━━ THE RECORDS
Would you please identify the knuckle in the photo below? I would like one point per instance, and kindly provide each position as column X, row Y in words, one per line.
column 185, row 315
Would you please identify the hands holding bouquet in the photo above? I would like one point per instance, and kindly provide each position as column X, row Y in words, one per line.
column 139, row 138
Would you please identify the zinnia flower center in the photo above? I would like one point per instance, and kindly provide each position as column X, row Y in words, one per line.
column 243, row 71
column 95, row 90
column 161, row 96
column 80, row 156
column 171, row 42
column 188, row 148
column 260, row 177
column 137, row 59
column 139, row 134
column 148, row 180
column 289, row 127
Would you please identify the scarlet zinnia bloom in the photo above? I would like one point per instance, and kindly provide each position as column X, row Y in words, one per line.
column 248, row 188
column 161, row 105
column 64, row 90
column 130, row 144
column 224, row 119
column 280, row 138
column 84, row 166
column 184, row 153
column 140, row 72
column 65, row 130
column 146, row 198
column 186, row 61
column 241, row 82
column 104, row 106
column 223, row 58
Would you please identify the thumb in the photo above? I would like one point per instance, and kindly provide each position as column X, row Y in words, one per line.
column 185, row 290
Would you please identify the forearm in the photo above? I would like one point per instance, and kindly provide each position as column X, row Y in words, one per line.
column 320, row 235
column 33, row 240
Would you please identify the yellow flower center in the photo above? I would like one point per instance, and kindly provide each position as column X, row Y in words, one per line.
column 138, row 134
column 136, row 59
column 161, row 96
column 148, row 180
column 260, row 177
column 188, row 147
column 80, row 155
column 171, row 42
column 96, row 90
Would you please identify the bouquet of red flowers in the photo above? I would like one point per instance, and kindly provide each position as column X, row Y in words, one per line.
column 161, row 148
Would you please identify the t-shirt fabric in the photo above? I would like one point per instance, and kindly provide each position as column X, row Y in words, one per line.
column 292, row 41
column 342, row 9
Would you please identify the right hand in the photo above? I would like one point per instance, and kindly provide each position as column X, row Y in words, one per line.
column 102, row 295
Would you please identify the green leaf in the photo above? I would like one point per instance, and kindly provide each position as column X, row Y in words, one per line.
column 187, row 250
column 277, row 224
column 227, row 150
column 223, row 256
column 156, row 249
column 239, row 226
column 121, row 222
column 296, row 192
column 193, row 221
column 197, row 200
━━━━
• **WHAT THE TASK REQUIRES**
Each record must be printed again, word for word, with nothing dropped.

• **ANSWER SECTION**
Would you please identify the knuckle in the photo below? I would like one point per instance, and kindly provide each position as column X, row Y in words, one per line.
column 185, row 315
Would you please identify the hands holding bouquet in the photo above? I would like one point per instance, and kindly provide each position as column X, row Y in words, one per line.
column 139, row 138
Would you please identify the zinnia flower center in the photo above? I would like one point per instance, and kindly provide each position as column X, row Y in words, one per line.
column 243, row 71
column 95, row 90
column 161, row 96
column 80, row 156
column 171, row 42
column 188, row 148
column 260, row 177
column 137, row 59
column 139, row 134
column 148, row 180
column 289, row 127
Would you please identify the scarlet zinnia bloom in the photo above? I would like one point per instance, and kindly provide each position as column X, row Y in words, one per line.
column 248, row 188
column 161, row 105
column 64, row 90
column 130, row 144
column 224, row 119
column 280, row 138
column 84, row 166
column 184, row 153
column 140, row 72
column 65, row 130
column 146, row 198
column 186, row 61
column 241, row 82
column 104, row 106
column 223, row 58
Would you please identify the thumb in the photo above? I would like one point per instance, and kindly provide each position as column X, row Y in words, one per line.
column 185, row 290
Would you please identify the forearm in the photo above? I would like one point per instance, and kindly provide each position as column X, row Y in words, one per line.
column 320, row 235
column 33, row 240
Would you please identify the yellow flower center in the photo above? I would like one point per instance, and kindly provide each position as column X, row Y in words, one per line.
column 138, row 134
column 136, row 59
column 161, row 96
column 148, row 180
column 260, row 177
column 188, row 147
column 80, row 155
column 171, row 42
column 96, row 90
Would you please identify the bouquet of red flowers in the photo above? I would like one point per instance, and kindly provide each position as column X, row Y in words, one per line.
column 161, row 148
Would you please identify the t-shirt fabric in the photo above? I would like one point per instance, and kindly provide each position as column X, row Y in words, one per line.
column 292, row 41
column 342, row 9
Would you please identify the right hand in the photo above? I would like one point per instance, and kindly provide each position as column X, row Y in words, one per line.
column 102, row 295
Would you please identify the green leaf in the photo above? I would like one point per instance, and kindly provide each position as column X, row Y in words, one per line.
column 187, row 250
column 277, row 224
column 227, row 150
column 223, row 256
column 156, row 249
column 239, row 226
column 121, row 222
column 296, row 192
column 193, row 221
column 197, row 200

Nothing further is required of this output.